Required task >>
Convert the data, from its start up to and including the line containing "[199,96,355,179]", into a JSON list of strings with one string per line and blank lines omitted. Leave the pictures out.

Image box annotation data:
################

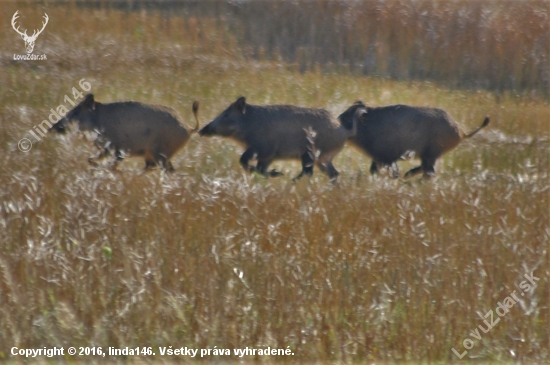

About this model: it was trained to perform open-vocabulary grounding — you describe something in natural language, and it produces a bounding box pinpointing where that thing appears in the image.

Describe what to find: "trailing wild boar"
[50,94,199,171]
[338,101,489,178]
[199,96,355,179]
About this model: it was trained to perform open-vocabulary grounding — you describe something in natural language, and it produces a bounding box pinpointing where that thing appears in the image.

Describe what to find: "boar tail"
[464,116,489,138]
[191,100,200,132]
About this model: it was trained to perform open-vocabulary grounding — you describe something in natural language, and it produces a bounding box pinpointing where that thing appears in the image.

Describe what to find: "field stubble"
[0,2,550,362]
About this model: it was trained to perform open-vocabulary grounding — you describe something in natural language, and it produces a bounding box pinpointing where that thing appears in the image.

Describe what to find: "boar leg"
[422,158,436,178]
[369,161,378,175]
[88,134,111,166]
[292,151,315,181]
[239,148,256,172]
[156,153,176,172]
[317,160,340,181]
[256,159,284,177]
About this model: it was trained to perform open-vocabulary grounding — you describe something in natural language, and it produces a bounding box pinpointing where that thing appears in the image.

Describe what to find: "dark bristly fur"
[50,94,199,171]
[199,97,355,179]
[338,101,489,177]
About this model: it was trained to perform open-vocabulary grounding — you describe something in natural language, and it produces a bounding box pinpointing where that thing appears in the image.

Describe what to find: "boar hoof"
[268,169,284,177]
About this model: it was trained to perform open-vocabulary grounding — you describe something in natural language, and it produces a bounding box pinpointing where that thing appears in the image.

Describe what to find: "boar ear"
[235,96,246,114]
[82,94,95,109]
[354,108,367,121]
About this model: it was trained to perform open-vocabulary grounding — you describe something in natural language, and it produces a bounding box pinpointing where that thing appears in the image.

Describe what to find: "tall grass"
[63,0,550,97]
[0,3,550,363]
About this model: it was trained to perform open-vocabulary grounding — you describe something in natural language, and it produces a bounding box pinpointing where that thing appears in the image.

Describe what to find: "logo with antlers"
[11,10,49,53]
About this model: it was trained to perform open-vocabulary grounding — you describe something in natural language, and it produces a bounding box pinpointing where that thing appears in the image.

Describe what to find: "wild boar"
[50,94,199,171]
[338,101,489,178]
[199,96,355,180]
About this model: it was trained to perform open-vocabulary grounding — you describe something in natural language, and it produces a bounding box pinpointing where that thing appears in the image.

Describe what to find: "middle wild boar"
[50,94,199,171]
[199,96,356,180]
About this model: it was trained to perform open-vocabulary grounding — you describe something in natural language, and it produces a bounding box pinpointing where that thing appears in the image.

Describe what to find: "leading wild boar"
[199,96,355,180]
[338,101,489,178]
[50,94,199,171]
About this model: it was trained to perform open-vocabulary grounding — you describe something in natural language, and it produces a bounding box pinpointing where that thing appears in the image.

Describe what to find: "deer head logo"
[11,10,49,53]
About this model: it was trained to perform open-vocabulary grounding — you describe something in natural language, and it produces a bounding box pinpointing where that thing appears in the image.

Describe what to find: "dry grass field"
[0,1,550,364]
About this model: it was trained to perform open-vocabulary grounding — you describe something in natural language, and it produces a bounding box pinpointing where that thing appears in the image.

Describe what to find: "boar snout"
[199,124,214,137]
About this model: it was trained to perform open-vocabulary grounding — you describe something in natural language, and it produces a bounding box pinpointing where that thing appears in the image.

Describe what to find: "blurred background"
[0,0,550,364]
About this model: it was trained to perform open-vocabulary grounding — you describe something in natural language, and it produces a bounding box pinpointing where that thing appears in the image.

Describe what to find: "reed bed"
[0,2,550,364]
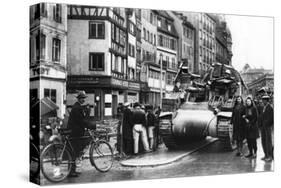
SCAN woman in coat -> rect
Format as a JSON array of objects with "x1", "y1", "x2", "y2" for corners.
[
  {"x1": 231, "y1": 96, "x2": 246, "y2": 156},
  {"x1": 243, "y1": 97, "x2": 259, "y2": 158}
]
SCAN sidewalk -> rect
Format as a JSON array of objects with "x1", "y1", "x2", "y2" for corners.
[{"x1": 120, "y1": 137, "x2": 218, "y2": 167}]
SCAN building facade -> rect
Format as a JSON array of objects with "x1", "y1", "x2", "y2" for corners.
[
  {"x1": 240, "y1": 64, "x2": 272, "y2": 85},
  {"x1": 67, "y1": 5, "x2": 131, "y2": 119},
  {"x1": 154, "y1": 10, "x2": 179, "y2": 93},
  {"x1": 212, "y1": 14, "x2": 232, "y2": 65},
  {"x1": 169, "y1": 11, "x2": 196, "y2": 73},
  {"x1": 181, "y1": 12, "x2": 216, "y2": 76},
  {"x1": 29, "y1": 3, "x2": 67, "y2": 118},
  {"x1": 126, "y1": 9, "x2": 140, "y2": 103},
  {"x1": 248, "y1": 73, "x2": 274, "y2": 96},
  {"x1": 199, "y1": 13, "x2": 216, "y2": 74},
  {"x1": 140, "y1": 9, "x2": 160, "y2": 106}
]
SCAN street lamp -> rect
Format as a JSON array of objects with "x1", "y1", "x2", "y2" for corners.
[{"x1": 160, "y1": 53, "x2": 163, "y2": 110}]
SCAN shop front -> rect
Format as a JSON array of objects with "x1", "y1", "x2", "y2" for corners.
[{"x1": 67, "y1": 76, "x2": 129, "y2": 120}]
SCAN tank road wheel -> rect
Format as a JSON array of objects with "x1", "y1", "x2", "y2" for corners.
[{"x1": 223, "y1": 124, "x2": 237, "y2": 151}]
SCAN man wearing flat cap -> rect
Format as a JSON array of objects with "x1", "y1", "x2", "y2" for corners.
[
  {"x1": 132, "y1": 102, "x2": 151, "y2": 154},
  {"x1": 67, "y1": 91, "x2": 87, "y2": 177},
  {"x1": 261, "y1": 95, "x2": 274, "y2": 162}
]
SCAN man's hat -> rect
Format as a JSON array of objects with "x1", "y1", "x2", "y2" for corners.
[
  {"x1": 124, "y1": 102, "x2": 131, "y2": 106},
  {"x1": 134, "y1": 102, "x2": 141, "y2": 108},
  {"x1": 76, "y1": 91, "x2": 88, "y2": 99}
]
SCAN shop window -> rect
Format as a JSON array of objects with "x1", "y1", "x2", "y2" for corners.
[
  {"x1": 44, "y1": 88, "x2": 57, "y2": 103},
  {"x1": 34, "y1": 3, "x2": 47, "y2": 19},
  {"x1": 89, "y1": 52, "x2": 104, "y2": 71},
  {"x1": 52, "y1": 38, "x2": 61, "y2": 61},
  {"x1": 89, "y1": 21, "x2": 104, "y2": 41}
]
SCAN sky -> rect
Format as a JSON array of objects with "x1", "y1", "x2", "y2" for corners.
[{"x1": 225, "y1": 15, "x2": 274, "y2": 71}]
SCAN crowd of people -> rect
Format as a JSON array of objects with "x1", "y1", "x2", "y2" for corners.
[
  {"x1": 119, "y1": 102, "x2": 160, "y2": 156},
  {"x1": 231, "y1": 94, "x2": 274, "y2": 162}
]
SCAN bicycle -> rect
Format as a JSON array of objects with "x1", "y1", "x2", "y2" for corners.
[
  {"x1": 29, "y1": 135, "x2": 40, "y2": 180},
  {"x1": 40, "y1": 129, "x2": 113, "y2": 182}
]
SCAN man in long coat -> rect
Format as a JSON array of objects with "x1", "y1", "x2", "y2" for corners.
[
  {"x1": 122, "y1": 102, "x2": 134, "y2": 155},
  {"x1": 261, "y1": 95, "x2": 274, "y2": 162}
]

################

Task answer >>
[
  "About this model: it was trained to perform open-vocabulary grounding — you describe something in natural language, and it produces a bounding box pinpointing where that thing appears in the image.",
  "Describe what to find: \"trailing wild boar\"",
  "[50,94,199,171]",
  "[338,101,489,178]",
  "[199,96,355,179]"
]